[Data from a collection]

## start

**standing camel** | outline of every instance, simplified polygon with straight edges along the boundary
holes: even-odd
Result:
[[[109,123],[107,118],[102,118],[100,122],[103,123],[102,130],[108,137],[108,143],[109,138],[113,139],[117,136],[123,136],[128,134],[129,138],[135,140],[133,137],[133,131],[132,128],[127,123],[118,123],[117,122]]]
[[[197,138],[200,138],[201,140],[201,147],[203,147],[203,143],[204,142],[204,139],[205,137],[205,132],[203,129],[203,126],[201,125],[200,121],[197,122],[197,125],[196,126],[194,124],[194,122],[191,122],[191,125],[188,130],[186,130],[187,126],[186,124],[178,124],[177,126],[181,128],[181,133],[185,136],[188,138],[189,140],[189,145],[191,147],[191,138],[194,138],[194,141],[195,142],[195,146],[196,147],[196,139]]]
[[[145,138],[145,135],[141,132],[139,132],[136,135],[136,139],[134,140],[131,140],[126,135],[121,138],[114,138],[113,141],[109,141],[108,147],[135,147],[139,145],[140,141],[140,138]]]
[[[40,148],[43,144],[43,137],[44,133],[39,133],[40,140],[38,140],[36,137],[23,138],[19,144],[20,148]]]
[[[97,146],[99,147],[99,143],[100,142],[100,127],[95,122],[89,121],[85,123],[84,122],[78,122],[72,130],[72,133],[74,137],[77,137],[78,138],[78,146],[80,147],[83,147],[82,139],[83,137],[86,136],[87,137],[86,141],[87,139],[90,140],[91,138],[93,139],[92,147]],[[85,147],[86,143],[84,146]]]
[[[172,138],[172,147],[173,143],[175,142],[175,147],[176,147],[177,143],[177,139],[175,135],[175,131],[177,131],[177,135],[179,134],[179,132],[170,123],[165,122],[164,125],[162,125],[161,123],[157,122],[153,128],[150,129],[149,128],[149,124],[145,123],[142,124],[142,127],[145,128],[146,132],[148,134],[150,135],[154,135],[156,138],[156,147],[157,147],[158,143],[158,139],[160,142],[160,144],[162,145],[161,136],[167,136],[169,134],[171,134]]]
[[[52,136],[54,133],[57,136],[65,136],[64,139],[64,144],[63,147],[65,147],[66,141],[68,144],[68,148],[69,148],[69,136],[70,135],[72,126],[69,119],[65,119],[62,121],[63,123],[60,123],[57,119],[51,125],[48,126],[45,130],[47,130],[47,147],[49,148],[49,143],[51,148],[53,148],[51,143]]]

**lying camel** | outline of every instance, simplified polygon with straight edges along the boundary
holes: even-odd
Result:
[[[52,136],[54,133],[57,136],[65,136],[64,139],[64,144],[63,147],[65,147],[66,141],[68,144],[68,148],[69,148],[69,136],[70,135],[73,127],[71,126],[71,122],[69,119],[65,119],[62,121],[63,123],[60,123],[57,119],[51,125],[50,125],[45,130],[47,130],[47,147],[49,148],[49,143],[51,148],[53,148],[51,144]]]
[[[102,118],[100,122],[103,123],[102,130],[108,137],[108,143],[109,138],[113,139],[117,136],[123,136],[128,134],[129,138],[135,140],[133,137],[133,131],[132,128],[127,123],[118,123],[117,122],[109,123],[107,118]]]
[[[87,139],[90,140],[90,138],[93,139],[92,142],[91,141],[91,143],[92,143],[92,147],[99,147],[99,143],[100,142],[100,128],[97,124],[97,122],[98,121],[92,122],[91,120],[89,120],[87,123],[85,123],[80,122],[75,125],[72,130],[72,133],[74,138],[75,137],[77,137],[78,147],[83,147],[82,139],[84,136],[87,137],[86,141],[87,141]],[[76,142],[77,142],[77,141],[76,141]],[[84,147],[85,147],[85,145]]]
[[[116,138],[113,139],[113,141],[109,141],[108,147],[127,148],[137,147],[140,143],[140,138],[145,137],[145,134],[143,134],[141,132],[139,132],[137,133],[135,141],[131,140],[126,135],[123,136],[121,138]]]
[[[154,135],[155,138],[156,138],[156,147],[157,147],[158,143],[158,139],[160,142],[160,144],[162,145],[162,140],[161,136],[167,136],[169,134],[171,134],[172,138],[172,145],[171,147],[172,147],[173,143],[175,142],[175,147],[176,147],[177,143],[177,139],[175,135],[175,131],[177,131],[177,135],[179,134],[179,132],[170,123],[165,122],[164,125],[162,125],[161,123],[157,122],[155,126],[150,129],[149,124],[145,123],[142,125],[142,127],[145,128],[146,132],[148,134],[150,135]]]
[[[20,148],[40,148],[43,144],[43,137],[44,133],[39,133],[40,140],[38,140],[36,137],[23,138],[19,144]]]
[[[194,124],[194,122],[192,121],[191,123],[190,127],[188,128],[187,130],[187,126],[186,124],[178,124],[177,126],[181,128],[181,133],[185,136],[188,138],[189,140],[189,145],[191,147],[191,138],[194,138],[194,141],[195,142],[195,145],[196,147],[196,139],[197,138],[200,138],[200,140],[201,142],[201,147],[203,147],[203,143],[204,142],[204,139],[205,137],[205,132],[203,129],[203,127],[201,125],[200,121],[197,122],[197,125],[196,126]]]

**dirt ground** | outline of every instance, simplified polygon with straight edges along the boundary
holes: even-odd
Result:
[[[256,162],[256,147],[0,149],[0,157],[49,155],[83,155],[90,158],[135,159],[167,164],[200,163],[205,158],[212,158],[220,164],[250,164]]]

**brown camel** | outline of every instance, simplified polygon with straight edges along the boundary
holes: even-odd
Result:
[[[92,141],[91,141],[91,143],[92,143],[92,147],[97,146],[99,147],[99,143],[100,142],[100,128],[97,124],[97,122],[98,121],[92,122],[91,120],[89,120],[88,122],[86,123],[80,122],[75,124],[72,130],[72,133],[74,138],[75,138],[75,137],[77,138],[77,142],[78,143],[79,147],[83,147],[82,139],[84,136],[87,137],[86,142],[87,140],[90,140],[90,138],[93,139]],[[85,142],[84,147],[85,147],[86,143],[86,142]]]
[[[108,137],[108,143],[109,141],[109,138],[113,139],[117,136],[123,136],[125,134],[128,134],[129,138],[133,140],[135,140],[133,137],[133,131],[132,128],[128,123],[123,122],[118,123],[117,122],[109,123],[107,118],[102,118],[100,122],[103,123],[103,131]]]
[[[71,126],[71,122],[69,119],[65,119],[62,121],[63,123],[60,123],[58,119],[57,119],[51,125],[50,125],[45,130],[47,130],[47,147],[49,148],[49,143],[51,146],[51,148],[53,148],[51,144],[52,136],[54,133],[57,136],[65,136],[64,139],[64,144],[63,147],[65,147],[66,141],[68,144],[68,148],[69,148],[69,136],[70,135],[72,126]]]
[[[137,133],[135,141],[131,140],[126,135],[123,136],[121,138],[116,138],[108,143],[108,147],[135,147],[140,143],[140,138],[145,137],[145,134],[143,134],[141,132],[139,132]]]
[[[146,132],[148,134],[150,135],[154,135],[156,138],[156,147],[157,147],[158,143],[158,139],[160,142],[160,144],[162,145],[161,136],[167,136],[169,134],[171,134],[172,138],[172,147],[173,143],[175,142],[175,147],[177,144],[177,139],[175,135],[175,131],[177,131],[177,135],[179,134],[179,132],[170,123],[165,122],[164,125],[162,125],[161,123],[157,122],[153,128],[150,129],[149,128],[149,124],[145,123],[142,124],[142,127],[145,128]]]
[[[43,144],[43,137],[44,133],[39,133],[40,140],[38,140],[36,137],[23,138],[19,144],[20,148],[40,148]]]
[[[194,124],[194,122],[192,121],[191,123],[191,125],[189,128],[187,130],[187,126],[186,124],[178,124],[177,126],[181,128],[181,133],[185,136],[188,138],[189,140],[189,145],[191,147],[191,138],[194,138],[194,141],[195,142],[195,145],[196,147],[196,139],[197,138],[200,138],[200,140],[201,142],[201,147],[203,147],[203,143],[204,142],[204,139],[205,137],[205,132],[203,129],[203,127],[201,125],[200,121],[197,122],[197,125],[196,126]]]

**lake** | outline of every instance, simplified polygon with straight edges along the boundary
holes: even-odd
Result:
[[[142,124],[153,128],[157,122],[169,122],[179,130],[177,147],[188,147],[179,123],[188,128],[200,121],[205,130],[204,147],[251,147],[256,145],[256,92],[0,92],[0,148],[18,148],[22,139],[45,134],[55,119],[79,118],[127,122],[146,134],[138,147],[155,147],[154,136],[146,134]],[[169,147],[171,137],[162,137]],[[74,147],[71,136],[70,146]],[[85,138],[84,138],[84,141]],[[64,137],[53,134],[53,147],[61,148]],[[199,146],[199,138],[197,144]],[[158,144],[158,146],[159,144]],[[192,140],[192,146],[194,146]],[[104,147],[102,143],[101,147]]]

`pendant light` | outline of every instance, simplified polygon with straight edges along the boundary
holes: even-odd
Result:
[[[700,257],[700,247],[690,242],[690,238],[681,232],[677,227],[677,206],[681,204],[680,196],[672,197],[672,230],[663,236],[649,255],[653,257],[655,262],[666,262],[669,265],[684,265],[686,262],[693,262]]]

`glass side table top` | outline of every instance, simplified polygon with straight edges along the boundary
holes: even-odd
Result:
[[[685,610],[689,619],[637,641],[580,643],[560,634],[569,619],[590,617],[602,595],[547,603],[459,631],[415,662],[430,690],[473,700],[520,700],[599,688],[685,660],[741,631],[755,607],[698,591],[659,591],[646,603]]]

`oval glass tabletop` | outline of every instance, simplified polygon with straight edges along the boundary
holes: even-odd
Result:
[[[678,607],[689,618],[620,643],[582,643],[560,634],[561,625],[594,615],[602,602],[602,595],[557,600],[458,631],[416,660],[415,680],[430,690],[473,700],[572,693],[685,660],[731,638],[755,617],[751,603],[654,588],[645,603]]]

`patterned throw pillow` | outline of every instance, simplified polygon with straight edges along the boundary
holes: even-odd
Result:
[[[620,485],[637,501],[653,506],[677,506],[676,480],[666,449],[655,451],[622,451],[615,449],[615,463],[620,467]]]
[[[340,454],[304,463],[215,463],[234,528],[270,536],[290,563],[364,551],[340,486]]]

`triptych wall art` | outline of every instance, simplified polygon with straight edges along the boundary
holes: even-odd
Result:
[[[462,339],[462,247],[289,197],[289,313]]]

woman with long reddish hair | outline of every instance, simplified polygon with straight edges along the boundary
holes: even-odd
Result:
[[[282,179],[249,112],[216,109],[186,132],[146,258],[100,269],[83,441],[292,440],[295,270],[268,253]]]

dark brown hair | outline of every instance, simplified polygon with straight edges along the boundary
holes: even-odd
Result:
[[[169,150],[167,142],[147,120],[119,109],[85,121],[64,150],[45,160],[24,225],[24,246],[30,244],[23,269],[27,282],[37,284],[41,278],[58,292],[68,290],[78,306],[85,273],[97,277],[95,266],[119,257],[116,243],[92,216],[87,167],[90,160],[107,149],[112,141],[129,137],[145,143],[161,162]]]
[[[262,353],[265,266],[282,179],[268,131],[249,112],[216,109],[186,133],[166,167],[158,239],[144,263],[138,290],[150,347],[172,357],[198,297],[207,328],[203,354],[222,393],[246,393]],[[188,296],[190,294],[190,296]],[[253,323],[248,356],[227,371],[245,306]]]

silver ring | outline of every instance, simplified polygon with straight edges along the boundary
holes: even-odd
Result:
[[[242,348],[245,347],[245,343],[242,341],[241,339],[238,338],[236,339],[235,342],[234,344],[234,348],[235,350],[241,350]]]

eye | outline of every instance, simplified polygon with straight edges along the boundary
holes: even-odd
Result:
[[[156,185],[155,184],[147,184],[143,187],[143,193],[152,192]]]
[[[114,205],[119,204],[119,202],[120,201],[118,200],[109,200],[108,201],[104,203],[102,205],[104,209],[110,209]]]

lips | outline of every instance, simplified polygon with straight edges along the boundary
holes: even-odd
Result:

## end

Show every line of the data above that contains the word "brown".

**brown camel** | outline of every instance, simplified polygon with straight edges along the boundary
dark brown hair | outline of every instance, simplified polygon with straight edges along the boundary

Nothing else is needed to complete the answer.